Count up the lines holding "face" in the material, then reply with only the number.
-- Records supplied follows --
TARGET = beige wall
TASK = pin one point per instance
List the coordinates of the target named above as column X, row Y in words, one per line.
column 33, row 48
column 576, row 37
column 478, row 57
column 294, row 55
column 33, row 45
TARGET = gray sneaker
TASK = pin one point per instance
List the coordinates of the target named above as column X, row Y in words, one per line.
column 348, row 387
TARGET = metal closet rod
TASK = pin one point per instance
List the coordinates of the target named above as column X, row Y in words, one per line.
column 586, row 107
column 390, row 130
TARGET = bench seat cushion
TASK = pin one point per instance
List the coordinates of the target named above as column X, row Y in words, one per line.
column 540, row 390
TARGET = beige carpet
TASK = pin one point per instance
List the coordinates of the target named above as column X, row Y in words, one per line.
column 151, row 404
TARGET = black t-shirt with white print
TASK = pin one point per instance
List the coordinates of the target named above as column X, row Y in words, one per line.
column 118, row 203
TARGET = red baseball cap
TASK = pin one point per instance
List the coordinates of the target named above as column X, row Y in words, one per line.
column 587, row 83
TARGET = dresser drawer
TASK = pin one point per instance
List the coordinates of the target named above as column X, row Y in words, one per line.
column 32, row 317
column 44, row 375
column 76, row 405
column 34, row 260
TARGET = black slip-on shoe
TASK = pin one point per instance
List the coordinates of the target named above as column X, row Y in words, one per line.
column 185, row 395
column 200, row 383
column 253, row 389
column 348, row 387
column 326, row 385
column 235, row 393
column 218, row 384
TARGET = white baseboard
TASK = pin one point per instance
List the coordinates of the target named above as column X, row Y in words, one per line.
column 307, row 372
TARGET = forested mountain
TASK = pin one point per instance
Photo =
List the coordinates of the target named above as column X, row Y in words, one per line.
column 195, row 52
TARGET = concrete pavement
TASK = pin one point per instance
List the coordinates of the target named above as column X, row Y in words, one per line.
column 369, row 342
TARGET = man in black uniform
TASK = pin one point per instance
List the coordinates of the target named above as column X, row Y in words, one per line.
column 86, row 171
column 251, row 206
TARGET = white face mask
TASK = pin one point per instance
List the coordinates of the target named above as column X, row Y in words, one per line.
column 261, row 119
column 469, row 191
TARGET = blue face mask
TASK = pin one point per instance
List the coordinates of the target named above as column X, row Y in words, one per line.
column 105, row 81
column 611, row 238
-- Records supplied concluded --
[Your solution]
2